> [STATED TASK]: Count the lines of the material below that contain the word "rear", and reply with that number alone.

> [EXTRACTED ENTRIES]:
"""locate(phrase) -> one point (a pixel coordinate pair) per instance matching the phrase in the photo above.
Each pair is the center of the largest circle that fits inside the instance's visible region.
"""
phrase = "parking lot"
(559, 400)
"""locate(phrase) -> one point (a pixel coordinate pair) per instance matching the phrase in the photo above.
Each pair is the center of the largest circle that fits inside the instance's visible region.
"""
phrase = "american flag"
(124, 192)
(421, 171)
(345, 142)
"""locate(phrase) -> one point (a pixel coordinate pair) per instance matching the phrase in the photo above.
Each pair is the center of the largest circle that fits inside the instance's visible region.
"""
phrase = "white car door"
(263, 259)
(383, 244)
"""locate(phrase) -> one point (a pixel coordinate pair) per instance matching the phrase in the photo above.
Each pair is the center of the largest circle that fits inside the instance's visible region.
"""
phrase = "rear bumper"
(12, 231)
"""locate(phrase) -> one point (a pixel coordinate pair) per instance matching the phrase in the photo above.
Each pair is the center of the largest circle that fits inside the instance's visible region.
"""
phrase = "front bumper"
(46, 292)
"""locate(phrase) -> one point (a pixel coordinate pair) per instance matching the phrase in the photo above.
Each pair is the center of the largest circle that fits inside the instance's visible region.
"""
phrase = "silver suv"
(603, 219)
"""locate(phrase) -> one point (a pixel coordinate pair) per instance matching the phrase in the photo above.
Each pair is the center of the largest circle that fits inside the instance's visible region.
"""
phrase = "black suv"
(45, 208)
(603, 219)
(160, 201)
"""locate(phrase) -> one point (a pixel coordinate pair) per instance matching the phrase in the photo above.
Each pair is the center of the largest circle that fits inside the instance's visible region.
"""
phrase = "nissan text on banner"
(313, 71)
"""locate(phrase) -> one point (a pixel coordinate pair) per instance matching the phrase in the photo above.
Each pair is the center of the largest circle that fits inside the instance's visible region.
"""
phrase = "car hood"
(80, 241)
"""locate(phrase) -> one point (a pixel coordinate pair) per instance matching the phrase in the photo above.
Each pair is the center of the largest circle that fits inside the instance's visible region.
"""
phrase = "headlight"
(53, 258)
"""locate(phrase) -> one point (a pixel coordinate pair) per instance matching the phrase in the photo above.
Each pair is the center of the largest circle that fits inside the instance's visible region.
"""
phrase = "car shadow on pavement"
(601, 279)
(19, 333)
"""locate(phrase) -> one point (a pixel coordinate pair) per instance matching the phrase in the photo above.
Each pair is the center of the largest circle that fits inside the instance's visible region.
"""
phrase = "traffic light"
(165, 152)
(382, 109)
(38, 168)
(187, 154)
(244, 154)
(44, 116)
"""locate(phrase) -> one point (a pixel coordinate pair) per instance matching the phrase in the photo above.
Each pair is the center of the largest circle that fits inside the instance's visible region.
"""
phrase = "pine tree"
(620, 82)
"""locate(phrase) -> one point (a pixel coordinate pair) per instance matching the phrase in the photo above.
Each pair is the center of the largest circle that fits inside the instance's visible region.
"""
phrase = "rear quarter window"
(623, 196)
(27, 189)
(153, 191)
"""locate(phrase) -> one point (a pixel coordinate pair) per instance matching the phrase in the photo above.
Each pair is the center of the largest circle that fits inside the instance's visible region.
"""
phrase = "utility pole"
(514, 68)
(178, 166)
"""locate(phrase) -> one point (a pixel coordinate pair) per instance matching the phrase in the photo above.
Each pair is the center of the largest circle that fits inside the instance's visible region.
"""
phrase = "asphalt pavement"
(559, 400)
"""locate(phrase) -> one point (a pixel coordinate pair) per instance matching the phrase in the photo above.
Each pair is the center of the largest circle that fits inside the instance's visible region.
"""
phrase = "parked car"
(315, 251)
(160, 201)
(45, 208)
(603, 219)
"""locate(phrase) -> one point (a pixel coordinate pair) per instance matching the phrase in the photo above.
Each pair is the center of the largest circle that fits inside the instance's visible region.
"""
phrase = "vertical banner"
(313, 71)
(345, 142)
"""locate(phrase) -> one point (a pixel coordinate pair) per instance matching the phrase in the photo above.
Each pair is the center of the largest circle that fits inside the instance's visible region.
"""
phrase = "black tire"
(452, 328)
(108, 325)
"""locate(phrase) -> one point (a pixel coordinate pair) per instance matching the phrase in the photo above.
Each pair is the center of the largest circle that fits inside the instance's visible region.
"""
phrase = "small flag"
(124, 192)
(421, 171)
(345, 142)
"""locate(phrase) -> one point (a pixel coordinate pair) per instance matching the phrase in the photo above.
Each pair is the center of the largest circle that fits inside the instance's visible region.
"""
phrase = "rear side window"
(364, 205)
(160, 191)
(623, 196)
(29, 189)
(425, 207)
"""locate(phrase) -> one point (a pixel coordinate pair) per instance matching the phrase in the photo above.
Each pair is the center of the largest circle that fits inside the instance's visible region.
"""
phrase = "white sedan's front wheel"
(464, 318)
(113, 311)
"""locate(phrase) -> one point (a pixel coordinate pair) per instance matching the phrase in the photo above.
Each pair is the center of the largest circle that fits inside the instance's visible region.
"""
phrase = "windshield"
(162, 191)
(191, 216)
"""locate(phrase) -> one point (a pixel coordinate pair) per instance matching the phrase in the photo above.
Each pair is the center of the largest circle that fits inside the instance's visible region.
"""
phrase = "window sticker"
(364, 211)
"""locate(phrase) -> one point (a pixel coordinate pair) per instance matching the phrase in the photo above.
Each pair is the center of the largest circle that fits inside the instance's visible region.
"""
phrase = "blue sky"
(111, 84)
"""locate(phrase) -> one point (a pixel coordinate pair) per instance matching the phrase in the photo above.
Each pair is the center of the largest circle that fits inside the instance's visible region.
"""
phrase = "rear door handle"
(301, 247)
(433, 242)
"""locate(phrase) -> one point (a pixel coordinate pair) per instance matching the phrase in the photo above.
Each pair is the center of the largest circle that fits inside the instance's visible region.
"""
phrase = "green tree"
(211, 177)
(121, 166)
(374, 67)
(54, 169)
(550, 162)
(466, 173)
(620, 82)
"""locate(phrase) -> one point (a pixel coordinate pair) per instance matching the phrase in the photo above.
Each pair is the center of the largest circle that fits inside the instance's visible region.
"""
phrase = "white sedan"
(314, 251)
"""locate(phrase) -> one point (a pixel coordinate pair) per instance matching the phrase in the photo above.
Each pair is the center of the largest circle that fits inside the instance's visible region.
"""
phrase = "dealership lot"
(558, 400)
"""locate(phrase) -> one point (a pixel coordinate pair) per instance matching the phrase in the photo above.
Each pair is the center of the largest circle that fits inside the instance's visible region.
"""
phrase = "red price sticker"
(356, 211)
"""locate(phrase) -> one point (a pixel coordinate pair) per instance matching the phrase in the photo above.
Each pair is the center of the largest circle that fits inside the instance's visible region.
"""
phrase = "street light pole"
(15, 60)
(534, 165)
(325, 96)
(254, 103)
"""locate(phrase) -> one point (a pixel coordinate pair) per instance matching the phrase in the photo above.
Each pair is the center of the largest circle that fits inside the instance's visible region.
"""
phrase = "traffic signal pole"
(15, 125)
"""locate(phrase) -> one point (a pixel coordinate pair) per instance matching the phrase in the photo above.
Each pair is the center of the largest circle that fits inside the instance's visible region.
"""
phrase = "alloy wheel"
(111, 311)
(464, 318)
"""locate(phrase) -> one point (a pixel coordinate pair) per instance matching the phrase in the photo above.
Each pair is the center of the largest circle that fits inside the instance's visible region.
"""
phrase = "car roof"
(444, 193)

==

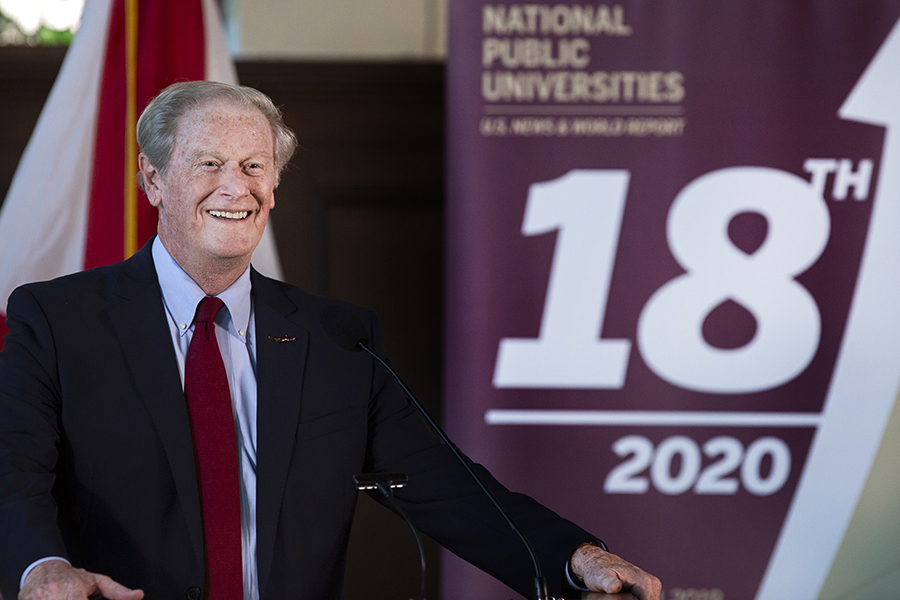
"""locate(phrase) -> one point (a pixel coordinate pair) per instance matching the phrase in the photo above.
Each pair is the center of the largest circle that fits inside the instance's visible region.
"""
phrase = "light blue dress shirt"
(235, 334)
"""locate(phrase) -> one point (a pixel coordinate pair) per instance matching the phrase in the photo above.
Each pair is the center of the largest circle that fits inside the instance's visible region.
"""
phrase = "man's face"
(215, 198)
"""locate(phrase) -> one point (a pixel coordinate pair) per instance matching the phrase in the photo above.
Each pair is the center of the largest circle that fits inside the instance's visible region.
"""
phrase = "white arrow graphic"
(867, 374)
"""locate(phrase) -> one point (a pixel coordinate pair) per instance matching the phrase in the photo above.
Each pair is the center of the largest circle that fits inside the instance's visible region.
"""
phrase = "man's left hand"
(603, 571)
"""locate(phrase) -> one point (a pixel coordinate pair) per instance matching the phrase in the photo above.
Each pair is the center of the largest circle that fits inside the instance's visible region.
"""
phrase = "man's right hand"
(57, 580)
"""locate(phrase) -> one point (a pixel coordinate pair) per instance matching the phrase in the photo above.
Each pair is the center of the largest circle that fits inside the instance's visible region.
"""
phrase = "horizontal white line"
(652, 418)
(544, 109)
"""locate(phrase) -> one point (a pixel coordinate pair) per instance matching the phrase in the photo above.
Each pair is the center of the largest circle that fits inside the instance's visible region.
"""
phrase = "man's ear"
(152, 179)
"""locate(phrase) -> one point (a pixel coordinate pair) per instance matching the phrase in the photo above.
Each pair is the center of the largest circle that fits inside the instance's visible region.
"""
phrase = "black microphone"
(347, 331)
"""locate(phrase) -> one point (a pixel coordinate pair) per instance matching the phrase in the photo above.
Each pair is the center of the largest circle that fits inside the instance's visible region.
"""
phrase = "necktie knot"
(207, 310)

> [RESULT]: 4